• **EXERCISE DIRECTIONS**
Quote the entries between the line containing "the cloud in this photo." and the line containing "Query: grassy background", inclusive, reproducing each line without any change.

• **EXTRACTED INFORMATION**
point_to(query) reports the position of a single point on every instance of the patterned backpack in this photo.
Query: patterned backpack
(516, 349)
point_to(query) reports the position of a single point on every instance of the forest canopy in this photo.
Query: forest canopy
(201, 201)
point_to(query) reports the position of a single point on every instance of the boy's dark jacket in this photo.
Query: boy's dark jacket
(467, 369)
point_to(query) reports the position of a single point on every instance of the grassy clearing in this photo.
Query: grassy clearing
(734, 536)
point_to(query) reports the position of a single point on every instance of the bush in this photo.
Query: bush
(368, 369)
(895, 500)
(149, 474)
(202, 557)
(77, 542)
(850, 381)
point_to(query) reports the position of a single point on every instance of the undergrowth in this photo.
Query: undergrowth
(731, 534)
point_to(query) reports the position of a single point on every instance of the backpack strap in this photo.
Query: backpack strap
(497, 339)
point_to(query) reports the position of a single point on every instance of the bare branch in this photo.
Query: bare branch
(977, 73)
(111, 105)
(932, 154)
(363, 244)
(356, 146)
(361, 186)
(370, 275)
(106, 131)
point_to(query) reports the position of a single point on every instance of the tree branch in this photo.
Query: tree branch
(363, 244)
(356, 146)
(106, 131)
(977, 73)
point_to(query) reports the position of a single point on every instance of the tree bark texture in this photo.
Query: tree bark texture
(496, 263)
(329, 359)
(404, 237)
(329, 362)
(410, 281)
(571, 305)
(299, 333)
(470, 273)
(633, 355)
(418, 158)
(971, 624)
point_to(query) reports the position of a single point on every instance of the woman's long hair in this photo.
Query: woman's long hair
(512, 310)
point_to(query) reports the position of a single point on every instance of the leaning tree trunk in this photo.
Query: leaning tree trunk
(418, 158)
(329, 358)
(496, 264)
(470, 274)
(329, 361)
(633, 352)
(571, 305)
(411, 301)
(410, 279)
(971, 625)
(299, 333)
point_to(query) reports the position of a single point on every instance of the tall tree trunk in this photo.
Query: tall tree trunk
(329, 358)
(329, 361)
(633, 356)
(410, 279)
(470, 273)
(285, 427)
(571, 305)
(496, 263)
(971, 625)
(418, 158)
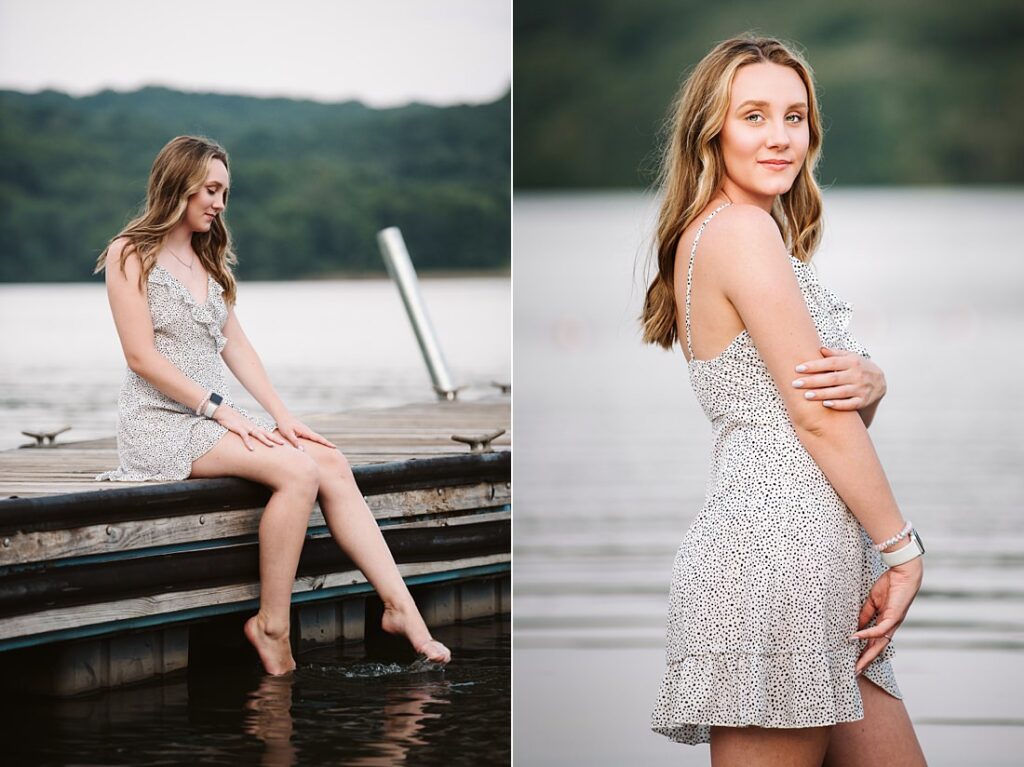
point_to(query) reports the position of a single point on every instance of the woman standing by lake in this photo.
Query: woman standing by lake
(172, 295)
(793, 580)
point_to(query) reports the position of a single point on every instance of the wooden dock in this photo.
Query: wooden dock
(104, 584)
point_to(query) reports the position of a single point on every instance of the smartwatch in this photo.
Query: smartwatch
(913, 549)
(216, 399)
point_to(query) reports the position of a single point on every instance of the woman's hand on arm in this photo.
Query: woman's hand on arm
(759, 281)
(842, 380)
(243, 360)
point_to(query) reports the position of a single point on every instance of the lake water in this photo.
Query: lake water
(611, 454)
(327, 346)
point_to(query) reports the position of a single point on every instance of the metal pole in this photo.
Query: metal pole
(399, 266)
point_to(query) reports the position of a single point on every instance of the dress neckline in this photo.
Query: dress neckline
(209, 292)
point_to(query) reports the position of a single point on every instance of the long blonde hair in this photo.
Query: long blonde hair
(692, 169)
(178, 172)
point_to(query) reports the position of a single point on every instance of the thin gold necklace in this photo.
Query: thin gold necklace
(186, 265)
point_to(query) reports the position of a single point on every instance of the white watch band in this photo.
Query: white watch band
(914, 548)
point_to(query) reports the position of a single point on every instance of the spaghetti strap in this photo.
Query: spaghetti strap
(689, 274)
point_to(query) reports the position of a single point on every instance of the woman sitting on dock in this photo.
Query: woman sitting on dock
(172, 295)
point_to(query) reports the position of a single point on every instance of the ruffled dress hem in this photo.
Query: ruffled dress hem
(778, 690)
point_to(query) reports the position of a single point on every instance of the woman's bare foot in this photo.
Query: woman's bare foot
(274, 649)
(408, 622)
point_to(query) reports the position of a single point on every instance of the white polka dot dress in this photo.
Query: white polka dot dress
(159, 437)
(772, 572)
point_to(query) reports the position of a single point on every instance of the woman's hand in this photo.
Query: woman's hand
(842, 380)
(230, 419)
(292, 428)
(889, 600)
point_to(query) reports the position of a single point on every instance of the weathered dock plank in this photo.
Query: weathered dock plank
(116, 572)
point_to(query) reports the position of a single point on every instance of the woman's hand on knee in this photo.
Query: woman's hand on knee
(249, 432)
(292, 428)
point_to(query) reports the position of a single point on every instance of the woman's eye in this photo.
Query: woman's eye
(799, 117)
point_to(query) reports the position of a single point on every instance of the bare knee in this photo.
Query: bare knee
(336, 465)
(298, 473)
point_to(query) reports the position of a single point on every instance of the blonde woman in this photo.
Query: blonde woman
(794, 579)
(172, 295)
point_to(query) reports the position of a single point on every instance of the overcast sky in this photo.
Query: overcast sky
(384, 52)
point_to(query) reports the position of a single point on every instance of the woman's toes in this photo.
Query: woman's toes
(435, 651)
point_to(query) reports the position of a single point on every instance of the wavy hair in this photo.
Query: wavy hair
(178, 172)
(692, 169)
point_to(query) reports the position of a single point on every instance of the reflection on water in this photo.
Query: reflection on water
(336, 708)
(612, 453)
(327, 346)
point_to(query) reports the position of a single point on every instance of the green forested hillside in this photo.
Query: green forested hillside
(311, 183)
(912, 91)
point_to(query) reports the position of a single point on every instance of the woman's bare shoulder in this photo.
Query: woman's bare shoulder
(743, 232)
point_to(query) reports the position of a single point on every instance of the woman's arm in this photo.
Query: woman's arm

...

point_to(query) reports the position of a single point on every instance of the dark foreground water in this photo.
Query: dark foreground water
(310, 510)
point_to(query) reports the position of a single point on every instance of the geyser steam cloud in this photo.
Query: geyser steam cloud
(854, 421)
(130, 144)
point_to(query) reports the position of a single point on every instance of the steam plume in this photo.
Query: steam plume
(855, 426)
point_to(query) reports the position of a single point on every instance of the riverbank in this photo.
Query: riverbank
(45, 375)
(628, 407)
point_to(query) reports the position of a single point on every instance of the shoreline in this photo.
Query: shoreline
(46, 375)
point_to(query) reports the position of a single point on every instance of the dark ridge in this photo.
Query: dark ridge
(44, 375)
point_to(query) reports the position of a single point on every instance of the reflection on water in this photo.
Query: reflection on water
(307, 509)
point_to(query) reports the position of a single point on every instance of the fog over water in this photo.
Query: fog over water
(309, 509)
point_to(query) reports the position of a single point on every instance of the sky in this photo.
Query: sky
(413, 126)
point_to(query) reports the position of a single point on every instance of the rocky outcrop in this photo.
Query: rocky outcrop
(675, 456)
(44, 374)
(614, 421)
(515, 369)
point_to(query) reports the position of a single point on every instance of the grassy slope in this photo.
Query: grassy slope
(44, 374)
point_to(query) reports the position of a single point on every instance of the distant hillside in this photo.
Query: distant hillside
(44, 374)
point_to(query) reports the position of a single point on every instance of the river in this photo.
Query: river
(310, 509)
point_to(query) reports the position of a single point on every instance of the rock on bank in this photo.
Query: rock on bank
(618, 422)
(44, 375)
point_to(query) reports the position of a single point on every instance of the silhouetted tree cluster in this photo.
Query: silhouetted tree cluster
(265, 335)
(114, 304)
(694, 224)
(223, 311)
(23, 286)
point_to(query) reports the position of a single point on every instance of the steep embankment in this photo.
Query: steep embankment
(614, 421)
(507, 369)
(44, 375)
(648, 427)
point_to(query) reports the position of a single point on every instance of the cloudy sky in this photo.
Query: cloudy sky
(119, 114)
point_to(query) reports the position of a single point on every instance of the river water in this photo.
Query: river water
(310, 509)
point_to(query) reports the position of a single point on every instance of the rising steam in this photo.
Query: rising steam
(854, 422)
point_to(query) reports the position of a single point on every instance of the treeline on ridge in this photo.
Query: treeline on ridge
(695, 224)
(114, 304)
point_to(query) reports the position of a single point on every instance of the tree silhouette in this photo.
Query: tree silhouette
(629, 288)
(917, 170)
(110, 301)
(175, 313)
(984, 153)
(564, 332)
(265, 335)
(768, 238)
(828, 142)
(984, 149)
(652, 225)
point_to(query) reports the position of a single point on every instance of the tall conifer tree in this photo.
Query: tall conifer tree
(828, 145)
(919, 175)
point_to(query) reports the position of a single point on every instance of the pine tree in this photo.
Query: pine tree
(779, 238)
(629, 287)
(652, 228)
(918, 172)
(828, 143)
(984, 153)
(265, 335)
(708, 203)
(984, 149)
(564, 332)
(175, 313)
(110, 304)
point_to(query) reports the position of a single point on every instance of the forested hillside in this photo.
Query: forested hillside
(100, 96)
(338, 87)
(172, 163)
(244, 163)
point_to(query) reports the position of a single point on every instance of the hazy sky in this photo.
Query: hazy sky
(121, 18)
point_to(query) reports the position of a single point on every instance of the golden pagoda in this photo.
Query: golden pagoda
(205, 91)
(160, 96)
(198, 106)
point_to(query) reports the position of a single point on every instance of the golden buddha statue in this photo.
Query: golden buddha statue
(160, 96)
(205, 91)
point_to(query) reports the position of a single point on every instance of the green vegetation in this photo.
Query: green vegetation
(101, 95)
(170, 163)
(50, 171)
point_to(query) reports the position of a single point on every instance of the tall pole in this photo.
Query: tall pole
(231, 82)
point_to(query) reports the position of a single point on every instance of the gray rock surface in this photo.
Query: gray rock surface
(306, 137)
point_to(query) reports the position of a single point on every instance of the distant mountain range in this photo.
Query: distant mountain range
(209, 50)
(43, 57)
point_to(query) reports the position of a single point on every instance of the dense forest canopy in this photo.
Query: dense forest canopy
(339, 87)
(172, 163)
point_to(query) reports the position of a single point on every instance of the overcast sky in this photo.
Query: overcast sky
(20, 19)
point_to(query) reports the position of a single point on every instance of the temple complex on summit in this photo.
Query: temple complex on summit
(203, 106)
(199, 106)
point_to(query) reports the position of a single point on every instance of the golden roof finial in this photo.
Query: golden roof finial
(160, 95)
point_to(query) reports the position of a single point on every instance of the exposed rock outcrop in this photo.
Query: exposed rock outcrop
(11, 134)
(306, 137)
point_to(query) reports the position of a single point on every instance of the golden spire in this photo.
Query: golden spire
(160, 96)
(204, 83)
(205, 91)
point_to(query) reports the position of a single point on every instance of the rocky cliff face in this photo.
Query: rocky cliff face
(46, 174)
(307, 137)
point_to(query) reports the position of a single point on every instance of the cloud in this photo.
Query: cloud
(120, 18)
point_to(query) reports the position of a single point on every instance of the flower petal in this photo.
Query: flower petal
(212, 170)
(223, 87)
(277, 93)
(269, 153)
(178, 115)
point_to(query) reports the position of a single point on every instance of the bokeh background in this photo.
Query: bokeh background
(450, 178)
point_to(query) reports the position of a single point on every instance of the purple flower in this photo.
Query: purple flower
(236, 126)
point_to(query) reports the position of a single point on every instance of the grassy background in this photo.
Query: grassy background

• **REPLY**
point_to(query) reports the position of a single point on every instance of the cloud in this photo.
Query: cloud
(120, 18)
point_to(query) reports the position of a single point on every instance of the flower petal in this photo.
Query: flower petal
(212, 170)
(223, 87)
(277, 93)
(269, 153)
(178, 115)
point_to(query) reports the position of a single point on every instance of the bokeh background in this photo.
Query: bokeh background
(450, 178)
point_to(query) reports the position of a single point on every instance of the purple flower in this photo.
Query: purple flower
(236, 126)
point_to(query) reports the position of a single point on every instance of the grassy background in this photo.
Query: grassy background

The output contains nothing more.